§ EXERCISE GOAL:
Find every line in the records that contains the word "blind" and copy each one out in full.

§ DATASET CONTENT:
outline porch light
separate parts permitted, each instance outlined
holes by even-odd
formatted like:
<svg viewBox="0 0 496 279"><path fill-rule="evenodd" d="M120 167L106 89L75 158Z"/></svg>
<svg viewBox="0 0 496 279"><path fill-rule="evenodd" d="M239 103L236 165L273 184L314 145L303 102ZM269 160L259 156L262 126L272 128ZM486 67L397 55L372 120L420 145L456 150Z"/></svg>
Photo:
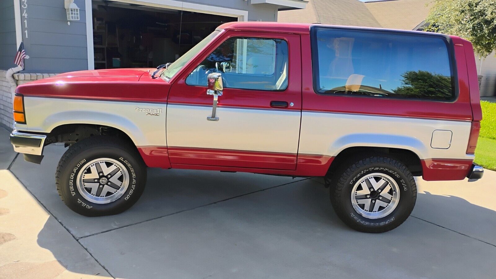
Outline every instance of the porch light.
<svg viewBox="0 0 496 279"><path fill-rule="evenodd" d="M74 0L64 0L64 5L67 11L67 20L74 21L79 20L79 8L74 3Z"/></svg>

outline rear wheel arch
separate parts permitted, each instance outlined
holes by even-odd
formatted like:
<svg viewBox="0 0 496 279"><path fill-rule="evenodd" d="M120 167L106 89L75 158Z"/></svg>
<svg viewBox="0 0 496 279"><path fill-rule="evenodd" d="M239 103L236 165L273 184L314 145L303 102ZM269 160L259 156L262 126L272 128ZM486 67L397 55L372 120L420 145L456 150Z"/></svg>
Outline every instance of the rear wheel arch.
<svg viewBox="0 0 496 279"><path fill-rule="evenodd" d="M404 164L414 176L422 175L422 160L414 151L402 148L371 146L353 146L342 150L333 160L327 175L332 174L347 163L375 156L385 156L397 160Z"/></svg>

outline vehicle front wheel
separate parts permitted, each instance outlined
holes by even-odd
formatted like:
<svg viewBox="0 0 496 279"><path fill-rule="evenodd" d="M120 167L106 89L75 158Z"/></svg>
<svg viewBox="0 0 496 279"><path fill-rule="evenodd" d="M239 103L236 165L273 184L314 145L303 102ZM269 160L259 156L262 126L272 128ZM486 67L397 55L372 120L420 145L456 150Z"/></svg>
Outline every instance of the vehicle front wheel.
<svg viewBox="0 0 496 279"><path fill-rule="evenodd" d="M339 218L364 232L383 232L406 220L417 200L412 173L401 162L371 157L344 166L331 179L330 199Z"/></svg>
<svg viewBox="0 0 496 279"><path fill-rule="evenodd" d="M118 214L144 190L146 168L135 148L118 138L95 136L64 153L56 175L64 203L85 216Z"/></svg>

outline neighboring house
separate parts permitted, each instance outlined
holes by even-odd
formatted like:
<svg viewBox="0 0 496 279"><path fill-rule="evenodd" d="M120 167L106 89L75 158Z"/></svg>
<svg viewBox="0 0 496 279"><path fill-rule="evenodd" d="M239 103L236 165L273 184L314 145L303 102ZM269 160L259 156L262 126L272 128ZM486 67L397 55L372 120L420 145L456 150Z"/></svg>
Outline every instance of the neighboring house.
<svg viewBox="0 0 496 279"><path fill-rule="evenodd" d="M275 21L278 10L307 4L304 0L74 0L79 18L69 21L67 1L71 1L0 0L0 123L12 124L16 83L73 70L156 67L174 62L223 23ZM21 41L30 58L14 80L11 72L5 77L6 70L16 67Z"/></svg>
<svg viewBox="0 0 496 279"><path fill-rule="evenodd" d="M280 11L278 21L422 30L431 0L308 0L303 9ZM476 59L481 96L496 96L496 57ZM476 56L477 57L477 56Z"/></svg>

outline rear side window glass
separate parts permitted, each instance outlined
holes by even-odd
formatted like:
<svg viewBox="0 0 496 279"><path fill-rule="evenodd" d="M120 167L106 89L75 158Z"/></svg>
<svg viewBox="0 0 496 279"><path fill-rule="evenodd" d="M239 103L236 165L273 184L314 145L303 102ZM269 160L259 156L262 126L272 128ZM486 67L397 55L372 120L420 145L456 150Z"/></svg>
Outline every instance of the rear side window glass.
<svg viewBox="0 0 496 279"><path fill-rule="evenodd" d="M314 27L315 91L452 100L454 77L440 36Z"/></svg>
<svg viewBox="0 0 496 279"><path fill-rule="evenodd" d="M284 40L231 38L189 74L186 83L206 86L208 74L220 72L225 88L282 91L288 87L288 63Z"/></svg>

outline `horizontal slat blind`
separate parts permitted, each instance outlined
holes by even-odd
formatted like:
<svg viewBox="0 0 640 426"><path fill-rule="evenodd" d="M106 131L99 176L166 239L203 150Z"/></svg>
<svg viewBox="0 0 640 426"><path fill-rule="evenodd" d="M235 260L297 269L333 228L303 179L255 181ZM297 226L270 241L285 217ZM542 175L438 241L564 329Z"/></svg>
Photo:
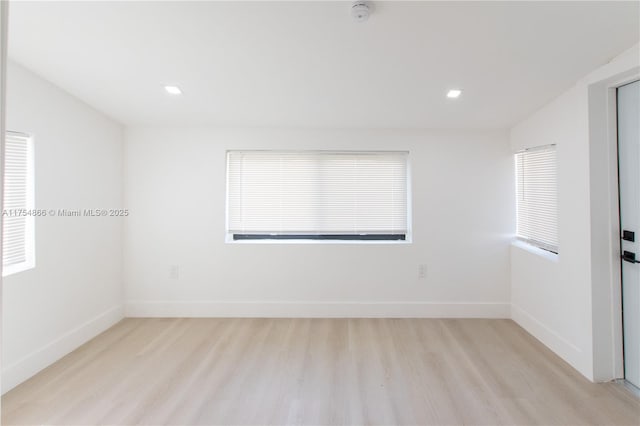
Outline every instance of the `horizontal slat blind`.
<svg viewBox="0 0 640 426"><path fill-rule="evenodd" d="M28 206L29 137L7 132L4 163L4 210L2 263L16 265L27 260L26 215L17 214Z"/></svg>
<svg viewBox="0 0 640 426"><path fill-rule="evenodd" d="M518 237L558 252L558 182L555 145L516 154Z"/></svg>
<svg viewBox="0 0 640 426"><path fill-rule="evenodd" d="M231 151L228 231L406 234L407 153Z"/></svg>

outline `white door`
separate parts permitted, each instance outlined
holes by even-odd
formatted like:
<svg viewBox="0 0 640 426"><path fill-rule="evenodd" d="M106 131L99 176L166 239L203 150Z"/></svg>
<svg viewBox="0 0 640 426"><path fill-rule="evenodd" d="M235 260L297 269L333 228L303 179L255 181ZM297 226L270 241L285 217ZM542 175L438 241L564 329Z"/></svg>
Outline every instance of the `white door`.
<svg viewBox="0 0 640 426"><path fill-rule="evenodd" d="M640 388L640 81L618 88L624 376Z"/></svg>

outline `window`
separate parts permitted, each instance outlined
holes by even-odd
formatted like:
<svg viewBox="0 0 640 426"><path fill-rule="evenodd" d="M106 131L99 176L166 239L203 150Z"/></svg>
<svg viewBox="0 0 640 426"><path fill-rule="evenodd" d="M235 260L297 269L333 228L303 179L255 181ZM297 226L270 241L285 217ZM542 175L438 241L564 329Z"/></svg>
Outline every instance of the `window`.
<svg viewBox="0 0 640 426"><path fill-rule="evenodd" d="M233 240L406 240L406 152L230 151Z"/></svg>
<svg viewBox="0 0 640 426"><path fill-rule="evenodd" d="M4 157L2 212L2 275L33 268L33 141L25 134L7 132Z"/></svg>
<svg viewBox="0 0 640 426"><path fill-rule="evenodd" d="M516 154L518 237L558 253L558 183L555 145Z"/></svg>

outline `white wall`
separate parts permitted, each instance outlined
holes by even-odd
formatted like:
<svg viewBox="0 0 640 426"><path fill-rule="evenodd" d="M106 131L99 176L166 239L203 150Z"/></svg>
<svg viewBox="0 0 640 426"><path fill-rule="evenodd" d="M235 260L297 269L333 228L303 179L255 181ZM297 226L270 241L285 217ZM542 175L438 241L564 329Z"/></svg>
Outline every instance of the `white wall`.
<svg viewBox="0 0 640 426"><path fill-rule="evenodd" d="M559 255L511 248L512 317L591 380L616 377L619 261L610 89L638 69L638 46L511 130L513 151L557 144ZM635 70L635 71L634 71ZM598 110L594 114L594 110ZM619 299L619 298L618 298Z"/></svg>
<svg viewBox="0 0 640 426"><path fill-rule="evenodd" d="M9 63L7 128L34 136L38 209L122 206L122 128ZM122 317L122 220L36 219L36 267L3 291L3 391Z"/></svg>
<svg viewBox="0 0 640 426"><path fill-rule="evenodd" d="M7 22L9 17L9 2L0 2L0 135L5 134L5 105L6 105L6 76L7 76ZM0 159L4 153L4 138L0 138ZM0 188L4 187L4 161L0 161ZM0 197L0 207L3 201ZM0 223L0 235L2 224ZM2 259L2 244L0 244L0 259ZM2 266L0 265L0 269ZM0 370L2 368L2 274L0 274ZM2 388L2 380L0 376L0 389ZM0 400L0 412L2 404Z"/></svg>
<svg viewBox="0 0 640 426"><path fill-rule="evenodd" d="M125 140L127 315L509 315L506 132L133 128ZM410 151L413 243L225 243L227 149Z"/></svg>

§ SOLUTION TO THIS PROBLEM:
outline `horizontal slat blind`
Outline every instance of the `horizontal slat blind`.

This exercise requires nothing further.